RECORDS SUPPLIED:

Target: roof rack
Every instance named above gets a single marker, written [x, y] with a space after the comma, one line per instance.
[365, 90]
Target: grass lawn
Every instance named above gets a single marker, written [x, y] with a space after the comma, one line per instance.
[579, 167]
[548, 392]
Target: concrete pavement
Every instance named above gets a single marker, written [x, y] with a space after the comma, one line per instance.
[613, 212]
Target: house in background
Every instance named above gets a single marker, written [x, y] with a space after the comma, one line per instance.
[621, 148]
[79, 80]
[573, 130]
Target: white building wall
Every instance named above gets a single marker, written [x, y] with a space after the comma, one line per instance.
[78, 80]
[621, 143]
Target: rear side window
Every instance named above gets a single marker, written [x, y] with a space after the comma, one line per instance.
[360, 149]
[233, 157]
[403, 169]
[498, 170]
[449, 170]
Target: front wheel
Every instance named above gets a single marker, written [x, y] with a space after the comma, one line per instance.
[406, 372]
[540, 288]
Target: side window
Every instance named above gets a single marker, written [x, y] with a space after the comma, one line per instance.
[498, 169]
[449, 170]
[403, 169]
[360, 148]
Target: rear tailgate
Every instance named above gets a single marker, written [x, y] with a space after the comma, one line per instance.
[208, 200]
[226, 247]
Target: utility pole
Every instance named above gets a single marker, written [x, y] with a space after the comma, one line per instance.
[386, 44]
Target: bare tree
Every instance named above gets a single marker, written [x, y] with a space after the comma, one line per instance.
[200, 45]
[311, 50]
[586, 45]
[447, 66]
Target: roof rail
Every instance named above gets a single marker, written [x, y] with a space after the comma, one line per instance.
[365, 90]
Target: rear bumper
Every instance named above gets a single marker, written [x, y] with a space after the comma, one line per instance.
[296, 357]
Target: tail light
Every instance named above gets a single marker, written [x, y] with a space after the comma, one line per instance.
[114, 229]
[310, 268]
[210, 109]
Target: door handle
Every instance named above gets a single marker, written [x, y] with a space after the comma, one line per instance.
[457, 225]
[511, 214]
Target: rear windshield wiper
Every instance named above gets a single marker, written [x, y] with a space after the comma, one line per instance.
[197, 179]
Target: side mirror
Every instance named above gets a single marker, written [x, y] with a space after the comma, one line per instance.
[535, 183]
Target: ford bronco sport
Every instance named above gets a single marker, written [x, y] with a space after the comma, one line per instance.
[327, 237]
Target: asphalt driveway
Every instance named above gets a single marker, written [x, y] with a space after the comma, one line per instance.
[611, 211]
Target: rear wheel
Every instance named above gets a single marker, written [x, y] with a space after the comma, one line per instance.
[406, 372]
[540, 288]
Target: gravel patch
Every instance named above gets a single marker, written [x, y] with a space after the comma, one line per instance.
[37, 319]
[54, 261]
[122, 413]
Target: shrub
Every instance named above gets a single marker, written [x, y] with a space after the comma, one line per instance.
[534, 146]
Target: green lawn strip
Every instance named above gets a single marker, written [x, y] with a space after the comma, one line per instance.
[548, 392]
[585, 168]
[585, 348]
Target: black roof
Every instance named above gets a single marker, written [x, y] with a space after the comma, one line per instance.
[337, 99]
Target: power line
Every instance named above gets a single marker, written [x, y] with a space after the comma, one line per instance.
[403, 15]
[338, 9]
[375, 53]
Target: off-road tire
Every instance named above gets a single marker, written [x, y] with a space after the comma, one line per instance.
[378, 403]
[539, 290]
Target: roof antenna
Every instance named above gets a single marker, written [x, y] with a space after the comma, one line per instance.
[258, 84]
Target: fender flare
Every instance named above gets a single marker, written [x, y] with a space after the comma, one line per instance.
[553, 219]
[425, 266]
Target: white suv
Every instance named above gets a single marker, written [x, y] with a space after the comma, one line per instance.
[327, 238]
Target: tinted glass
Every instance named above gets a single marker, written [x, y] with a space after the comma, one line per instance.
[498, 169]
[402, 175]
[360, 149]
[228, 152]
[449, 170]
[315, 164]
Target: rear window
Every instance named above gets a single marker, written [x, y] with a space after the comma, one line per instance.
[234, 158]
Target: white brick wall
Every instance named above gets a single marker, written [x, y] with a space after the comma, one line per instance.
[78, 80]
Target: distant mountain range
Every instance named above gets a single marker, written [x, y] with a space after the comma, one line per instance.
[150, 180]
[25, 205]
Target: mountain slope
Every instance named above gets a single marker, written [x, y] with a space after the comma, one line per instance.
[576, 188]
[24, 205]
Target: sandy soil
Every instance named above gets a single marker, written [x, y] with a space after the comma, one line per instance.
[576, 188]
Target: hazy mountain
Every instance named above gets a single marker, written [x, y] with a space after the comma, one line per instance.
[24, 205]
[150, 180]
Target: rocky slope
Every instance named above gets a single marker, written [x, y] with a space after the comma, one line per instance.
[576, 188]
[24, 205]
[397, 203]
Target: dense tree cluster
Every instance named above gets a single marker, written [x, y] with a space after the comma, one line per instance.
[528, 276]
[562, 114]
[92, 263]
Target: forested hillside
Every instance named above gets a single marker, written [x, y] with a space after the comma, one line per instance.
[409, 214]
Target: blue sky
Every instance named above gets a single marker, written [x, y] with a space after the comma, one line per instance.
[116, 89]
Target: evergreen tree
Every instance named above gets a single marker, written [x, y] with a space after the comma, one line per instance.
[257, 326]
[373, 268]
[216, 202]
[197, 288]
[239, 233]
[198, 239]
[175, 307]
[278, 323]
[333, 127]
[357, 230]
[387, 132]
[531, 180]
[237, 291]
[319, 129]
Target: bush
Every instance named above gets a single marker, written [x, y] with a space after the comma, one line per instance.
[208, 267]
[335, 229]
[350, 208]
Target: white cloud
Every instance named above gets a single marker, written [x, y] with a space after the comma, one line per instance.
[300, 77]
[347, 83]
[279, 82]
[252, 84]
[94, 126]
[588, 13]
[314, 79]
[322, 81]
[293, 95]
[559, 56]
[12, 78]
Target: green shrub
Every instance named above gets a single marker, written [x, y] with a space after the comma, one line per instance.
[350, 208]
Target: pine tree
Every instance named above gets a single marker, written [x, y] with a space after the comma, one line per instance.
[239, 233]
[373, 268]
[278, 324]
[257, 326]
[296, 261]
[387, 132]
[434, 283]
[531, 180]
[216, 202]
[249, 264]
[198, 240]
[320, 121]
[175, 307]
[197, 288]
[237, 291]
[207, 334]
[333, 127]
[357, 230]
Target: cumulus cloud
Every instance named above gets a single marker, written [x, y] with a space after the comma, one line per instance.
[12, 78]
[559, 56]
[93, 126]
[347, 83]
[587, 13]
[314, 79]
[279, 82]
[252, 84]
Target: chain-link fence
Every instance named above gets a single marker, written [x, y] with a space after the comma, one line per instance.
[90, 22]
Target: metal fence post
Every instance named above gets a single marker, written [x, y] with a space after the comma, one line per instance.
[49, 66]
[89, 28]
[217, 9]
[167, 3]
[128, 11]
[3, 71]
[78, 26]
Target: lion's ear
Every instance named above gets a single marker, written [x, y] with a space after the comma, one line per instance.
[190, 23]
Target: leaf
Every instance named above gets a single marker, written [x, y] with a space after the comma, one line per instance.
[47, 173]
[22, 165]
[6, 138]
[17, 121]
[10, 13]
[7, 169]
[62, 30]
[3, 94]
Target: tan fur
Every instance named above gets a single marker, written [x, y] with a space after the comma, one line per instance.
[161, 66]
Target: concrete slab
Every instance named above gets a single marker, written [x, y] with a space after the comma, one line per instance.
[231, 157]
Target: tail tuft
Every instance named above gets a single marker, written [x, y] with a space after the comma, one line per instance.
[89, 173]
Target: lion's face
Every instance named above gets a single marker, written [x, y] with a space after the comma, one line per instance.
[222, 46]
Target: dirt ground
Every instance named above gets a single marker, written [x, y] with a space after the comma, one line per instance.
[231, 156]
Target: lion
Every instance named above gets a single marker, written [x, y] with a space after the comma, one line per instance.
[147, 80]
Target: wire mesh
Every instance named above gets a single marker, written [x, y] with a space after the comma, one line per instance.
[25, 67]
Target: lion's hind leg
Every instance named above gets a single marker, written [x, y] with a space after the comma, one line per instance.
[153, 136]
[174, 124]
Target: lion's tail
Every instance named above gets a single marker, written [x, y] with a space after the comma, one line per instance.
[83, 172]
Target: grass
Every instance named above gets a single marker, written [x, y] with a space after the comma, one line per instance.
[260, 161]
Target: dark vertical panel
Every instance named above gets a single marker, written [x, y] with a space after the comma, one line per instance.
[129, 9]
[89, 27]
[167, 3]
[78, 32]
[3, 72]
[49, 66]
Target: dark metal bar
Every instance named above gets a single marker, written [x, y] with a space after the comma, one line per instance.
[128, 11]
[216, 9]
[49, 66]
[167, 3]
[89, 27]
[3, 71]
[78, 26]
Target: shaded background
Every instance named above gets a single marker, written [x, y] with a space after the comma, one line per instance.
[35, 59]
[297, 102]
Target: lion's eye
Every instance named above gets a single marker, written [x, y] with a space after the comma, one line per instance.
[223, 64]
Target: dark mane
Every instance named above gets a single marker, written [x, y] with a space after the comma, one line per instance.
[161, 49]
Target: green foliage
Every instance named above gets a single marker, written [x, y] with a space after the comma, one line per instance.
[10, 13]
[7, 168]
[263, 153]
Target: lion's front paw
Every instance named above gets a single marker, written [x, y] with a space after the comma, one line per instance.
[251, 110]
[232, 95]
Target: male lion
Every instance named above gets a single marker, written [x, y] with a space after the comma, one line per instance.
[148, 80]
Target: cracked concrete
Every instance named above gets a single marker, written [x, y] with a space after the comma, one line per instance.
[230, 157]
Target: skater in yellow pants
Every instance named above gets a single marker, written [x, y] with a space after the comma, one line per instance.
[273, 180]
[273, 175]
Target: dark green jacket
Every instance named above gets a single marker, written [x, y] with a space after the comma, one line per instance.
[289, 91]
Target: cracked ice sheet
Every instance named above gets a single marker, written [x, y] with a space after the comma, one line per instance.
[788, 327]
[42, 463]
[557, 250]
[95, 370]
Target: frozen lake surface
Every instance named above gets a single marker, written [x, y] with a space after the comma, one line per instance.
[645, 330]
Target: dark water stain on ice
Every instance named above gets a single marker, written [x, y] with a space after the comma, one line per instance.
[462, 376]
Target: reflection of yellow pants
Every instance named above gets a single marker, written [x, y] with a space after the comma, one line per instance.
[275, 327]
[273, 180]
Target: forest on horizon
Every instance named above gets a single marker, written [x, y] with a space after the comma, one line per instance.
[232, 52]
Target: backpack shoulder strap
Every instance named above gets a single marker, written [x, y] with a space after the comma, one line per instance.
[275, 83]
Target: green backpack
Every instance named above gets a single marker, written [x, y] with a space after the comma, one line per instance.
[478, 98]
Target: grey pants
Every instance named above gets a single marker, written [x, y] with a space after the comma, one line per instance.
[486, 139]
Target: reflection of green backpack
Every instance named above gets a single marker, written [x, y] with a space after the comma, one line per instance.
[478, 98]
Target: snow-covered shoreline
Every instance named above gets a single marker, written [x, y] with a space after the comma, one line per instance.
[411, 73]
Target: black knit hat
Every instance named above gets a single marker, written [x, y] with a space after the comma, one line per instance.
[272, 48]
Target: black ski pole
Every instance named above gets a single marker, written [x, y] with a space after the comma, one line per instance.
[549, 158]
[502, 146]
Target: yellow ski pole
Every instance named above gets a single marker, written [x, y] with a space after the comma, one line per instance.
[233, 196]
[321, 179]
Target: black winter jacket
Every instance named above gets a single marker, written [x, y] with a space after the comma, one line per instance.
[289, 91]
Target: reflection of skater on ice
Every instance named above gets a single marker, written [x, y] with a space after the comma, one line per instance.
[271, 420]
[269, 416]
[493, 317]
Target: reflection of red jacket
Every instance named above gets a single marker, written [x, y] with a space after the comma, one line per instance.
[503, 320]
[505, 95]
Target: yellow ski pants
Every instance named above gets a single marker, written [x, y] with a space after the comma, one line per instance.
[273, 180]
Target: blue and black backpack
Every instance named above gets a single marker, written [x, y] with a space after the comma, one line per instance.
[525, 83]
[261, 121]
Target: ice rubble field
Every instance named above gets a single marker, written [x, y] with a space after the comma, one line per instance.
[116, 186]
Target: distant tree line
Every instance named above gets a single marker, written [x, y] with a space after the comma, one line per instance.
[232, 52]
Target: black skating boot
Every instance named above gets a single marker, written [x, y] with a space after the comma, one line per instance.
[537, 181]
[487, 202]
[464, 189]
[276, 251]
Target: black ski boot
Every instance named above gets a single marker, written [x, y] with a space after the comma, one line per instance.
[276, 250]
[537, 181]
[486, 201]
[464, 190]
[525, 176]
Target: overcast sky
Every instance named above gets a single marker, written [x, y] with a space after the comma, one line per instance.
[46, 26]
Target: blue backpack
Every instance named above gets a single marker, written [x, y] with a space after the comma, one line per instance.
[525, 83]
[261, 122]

PROBLEM:
Your answer should be a single number: how many lines of the material contain "concrete".

EXPECTED ANSWER:
3